Below are the records; print them all without any alteration.

Top of Exercise data

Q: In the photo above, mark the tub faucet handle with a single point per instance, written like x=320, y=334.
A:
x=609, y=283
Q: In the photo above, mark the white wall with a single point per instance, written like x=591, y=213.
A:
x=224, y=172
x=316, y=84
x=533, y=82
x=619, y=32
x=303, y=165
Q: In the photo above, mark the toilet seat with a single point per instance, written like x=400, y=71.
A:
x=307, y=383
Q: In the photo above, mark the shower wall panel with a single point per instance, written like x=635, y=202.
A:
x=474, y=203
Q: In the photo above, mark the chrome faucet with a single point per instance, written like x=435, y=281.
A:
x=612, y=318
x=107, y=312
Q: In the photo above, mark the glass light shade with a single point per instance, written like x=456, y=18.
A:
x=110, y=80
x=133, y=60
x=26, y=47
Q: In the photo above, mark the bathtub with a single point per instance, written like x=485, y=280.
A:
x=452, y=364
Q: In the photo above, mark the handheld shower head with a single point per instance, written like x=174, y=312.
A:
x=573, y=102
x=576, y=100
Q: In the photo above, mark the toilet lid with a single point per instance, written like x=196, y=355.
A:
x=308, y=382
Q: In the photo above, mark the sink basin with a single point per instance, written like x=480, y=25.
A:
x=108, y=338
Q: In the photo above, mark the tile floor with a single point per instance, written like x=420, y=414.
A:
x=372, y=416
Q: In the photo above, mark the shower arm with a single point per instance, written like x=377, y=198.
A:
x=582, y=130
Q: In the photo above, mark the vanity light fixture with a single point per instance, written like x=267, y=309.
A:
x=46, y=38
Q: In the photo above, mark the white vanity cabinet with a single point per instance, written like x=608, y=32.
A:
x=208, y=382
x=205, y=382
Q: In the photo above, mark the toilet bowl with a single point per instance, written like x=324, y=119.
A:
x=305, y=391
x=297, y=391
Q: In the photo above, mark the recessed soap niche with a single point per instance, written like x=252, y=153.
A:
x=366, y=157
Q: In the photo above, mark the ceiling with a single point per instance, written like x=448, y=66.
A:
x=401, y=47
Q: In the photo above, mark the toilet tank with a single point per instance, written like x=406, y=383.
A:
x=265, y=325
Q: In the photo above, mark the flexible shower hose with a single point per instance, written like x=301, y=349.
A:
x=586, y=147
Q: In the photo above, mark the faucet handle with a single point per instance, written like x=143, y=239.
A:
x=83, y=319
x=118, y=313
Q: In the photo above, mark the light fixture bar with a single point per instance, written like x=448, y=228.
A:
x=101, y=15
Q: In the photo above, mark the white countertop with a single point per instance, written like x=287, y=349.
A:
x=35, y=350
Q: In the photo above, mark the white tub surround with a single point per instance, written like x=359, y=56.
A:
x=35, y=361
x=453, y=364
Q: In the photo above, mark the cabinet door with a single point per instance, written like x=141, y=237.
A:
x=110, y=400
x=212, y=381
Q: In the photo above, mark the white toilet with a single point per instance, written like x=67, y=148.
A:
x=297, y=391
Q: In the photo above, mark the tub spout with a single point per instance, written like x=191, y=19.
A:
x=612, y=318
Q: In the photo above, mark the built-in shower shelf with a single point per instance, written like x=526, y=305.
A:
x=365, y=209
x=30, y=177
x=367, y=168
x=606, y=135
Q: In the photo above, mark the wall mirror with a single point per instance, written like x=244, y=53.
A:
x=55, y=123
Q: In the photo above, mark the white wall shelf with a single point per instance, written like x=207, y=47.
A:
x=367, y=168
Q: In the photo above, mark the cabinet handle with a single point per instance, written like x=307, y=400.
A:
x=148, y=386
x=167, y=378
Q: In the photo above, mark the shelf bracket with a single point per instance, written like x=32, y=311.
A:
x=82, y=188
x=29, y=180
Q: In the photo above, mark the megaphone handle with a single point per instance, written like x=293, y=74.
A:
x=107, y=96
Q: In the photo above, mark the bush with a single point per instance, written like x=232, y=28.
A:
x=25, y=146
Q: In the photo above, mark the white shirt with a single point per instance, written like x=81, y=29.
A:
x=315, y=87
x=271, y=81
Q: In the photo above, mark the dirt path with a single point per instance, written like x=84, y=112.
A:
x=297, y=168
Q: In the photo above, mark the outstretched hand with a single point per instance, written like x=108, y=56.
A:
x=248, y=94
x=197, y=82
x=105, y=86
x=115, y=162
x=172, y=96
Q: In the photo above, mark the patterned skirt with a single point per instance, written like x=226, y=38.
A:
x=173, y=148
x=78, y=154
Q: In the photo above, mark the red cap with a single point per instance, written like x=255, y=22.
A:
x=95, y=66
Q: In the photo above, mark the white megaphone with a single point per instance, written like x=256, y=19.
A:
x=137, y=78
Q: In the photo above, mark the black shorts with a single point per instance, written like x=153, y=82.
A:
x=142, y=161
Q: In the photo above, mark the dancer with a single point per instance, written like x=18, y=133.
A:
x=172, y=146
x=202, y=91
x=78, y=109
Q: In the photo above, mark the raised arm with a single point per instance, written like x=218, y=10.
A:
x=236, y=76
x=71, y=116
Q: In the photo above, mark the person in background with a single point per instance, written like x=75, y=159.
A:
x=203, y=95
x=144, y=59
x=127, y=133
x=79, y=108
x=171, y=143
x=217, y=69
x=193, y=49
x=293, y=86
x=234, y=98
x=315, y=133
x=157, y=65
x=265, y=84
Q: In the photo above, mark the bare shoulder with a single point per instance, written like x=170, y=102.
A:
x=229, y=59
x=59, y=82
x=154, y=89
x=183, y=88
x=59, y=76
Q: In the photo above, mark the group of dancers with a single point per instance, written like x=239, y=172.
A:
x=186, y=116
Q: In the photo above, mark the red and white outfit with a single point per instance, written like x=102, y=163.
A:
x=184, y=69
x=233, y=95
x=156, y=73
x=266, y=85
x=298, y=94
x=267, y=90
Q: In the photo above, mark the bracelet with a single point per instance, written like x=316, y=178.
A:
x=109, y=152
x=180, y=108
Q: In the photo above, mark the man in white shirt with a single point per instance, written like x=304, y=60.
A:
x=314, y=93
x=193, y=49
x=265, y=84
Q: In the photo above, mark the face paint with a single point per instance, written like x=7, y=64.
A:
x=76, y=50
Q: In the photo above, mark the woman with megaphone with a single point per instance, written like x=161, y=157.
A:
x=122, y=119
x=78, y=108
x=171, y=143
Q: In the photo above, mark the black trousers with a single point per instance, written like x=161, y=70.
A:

Bottom of Exercise data

__Exercise output__.
Q: In the photo above, mark the tub faucet handle with a single point per instance, written like x=320, y=334.
A:
x=609, y=283
Q: In the photo above, mark the white wall with a single point per instance, written like x=591, y=213.
A:
x=224, y=172
x=316, y=84
x=533, y=82
x=619, y=32
x=303, y=165
Q: In the photo above, mark the toilet seat with a single point per instance, written like x=400, y=71.
A:
x=307, y=383
Q: In the photo above, mark the shower wall panel with a single point per instance, written like x=635, y=202.
A:
x=474, y=203
Q: In the photo above, mark the chrome faucet with a single point per instance, written like x=435, y=281.
A:
x=612, y=318
x=107, y=312
Q: In the photo above, mark the glass light shade with a single point per instance, written like x=456, y=18.
A:
x=110, y=80
x=133, y=60
x=26, y=47
Q: In the photo above, mark the bathtub with a single point per instance, written like x=485, y=280.
A:
x=452, y=364
Q: In the photo above, mark the handheld shower head with a single point per instance, written like x=174, y=312.
A:
x=573, y=102
x=576, y=100
Q: In the photo above, mark the toilet lid with a single point per instance, written like x=196, y=355.
A:
x=308, y=382
Q: In the photo above, mark the sink basin with a single point per instance, written like x=480, y=25.
A:
x=108, y=338
Q: In the photo above, mark the tile floor with a single point per instance, written like x=420, y=414.
A:
x=372, y=416
Q: In the photo above, mark the shower arm with a single point per instance, written like x=377, y=198.
A:
x=582, y=130
Q: In the photo above, mark the vanity light fixture with a single point per instance, written like x=267, y=309.
A:
x=46, y=38
Q: In the photo above, mark the white vanity cabinet with a single point per instance, written like x=608, y=32.
A:
x=208, y=382
x=205, y=382
Q: In the photo above, mark the toilet bowl with a single point per instance, written like x=324, y=119.
A:
x=305, y=391
x=297, y=391
Q: In the photo above, mark the recessed soap niche with a single point per instance, written like x=252, y=153.
A:
x=366, y=157
Q: In the photo above, mark the ceiling with a single point per instance, written like x=448, y=66.
A:
x=401, y=47
Q: In the photo above, mark the toilet tank with a single point per instance, written like x=406, y=383.
A:
x=265, y=325
Q: In the photo above, mark the flexible shower hose with a single point per instance, written like x=301, y=349.
A:
x=586, y=147
Q: In the photo above, mark the faucet handle with a single point per instance, written like x=143, y=239.
A:
x=83, y=319
x=118, y=313
Q: In the photo above, mark the light fixture bar with a single point per instance, written like x=448, y=228.
A:
x=101, y=15
Q: In the photo above, mark the white countertop with a single point per instance, written like x=287, y=349.
A:
x=35, y=350
Q: In the photo above, mark the white tub surround with a single point per instance, written like x=359, y=56.
A:
x=35, y=361
x=453, y=364
Q: In the photo above, mark the cabinet door with a single point per instance, written like x=141, y=237.
A:
x=110, y=400
x=212, y=381
Q: In the photo above, mark the white toilet with a single point per instance, written like x=67, y=148.
A:
x=297, y=391
Q: In the photo above, mark the tub spout with a single point per instance, written like x=191, y=19.
A:
x=612, y=318
Q: In the photo above, mark the built-in shower shelf with a single point per instance, written like x=526, y=305.
A:
x=365, y=209
x=30, y=177
x=367, y=168
x=606, y=135
Q: In the photo above, mark the wall mirror with a single point per instance, written like x=244, y=53.
A:
x=55, y=123
Q: In the photo above, mark the white wall shelf with a single point per instance, written like x=207, y=47.
A:
x=367, y=168
Q: In the photo above, mark the cabinet handle with a single point per instance, written like x=307, y=400.
A:
x=148, y=386
x=167, y=378
Q: In the photo above, mark the shelf bracket with a single point per instance, written like x=32, y=311.
A:
x=82, y=188
x=29, y=180
Q: In the photo above, mark the megaphone handle with a single point per instance, written like x=293, y=74.
A:
x=107, y=96
Q: In the photo above, mark the bush with a single point per instance, written like x=232, y=28.
A:
x=25, y=146
Q: In the photo above, mark the white shirt with a single point per instance, written like x=81, y=29.
A:
x=315, y=87
x=271, y=81
Q: In the photo above, mark the dirt path with a single point per instance, written like x=84, y=112.
A:
x=297, y=168
Q: In the photo above, mark the outstretched hand with a single point per instance, written like x=108, y=56.
A:
x=248, y=94
x=197, y=82
x=105, y=86
x=115, y=162
x=172, y=96
Q: In the photo above, mark the patterned skirt with a single point per instance, written like x=226, y=38.
A:
x=173, y=148
x=78, y=154
Q: In the photo above, mark the red cap with a single point per instance, written like x=255, y=22.
A:
x=95, y=66
Q: In the photo above, mark the white megaphone with a single point per instance, written like x=256, y=19.
A:
x=137, y=78
Q: In the photo above, mark the black shorts with a single point per instance, written like x=153, y=82.
A:
x=142, y=161
Q: In the photo above, mark the dancer with a single point per instance, written like x=18, y=133.
A:
x=172, y=146
x=202, y=91
x=78, y=109
Q: In the photo above, mark the raised arm with a single point per instance, written like x=218, y=10.
A:
x=236, y=76
x=71, y=116
Q: In the photo above, mark the person in background with a single point per instance, written like x=75, y=159.
A:
x=203, y=95
x=144, y=59
x=127, y=133
x=79, y=108
x=171, y=143
x=217, y=69
x=193, y=49
x=293, y=86
x=234, y=98
x=315, y=133
x=157, y=65
x=265, y=84
Q: In the photo above, mark the bare shoulder with a single point per instance, written like x=170, y=102.
A:
x=229, y=59
x=59, y=82
x=154, y=89
x=183, y=88
x=59, y=76
Q: In the photo above, mark the group of dancers with a single point per instance, written like x=239, y=172.
A:
x=186, y=116
Q: In the photo above, mark the red and white outfit with a single point per instance, written like x=102, y=163.
A:
x=184, y=69
x=233, y=95
x=156, y=73
x=266, y=85
x=298, y=94
x=267, y=90
Q: In the photo above, mark the bracelet with a single point per instance, written like x=316, y=178.
A:
x=109, y=152
x=180, y=108
Q: In the photo above, mark the man in white shirt with a single point per instance, written like x=304, y=60.
A:
x=314, y=93
x=193, y=49
x=265, y=84
Q: In the photo above, mark the face paint with a single point per instance, written like x=7, y=64.
A:
x=76, y=50
Q: In the photo above, mark the woman with megaphone with a single point per instance, written like x=161, y=157.
A:
x=122, y=119
x=78, y=108
x=171, y=143
Q: In the photo above, mark the black trousers with a single point per instance, written like x=161, y=70.
A:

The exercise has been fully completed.